→ Your instructions
List every line of the entries below that contains the word "point".

→ Rows
# # # #
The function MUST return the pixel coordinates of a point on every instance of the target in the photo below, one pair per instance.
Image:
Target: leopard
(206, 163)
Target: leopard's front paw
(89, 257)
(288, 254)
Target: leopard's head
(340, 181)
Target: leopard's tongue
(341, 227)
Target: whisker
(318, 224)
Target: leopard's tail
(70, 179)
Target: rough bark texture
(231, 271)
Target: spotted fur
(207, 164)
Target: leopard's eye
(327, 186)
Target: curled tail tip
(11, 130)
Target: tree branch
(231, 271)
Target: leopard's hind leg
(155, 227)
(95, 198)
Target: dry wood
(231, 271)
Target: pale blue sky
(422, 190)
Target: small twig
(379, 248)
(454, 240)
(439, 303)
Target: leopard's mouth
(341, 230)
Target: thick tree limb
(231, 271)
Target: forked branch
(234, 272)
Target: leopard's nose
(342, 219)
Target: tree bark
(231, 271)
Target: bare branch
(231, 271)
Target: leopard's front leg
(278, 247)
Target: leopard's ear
# # # #
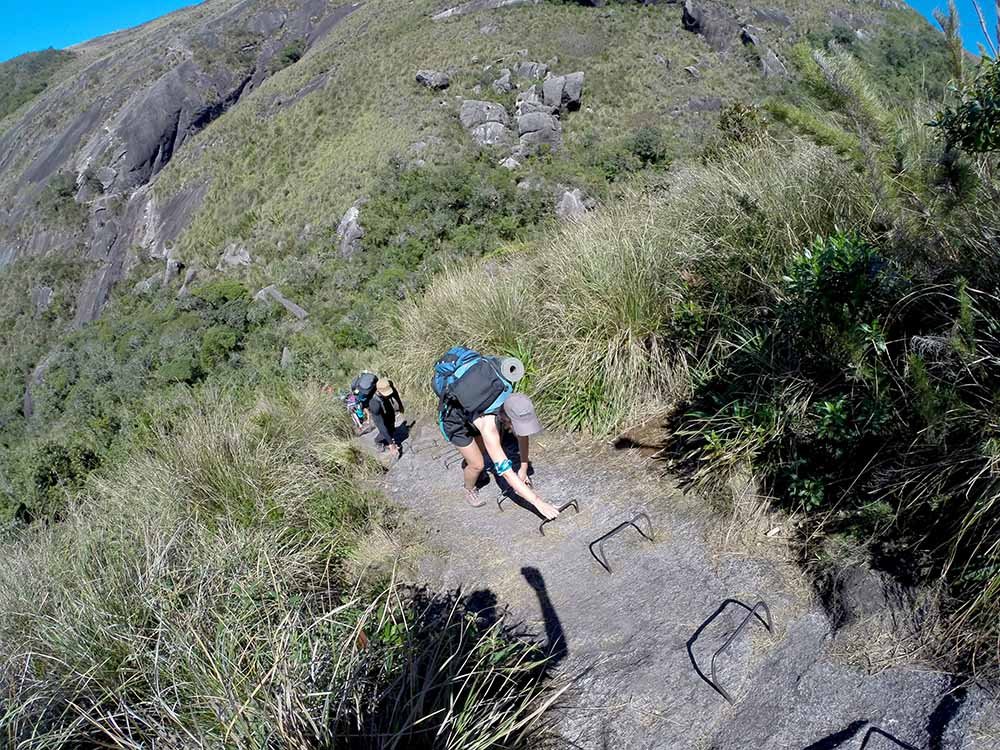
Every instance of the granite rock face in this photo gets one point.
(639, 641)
# # # #
→ Task solution
The function MUST return the pixel coordinates of a point on every instance of the target in the photo below, one pair per instance.
Every instance of the granite rock face in this photo gets one point.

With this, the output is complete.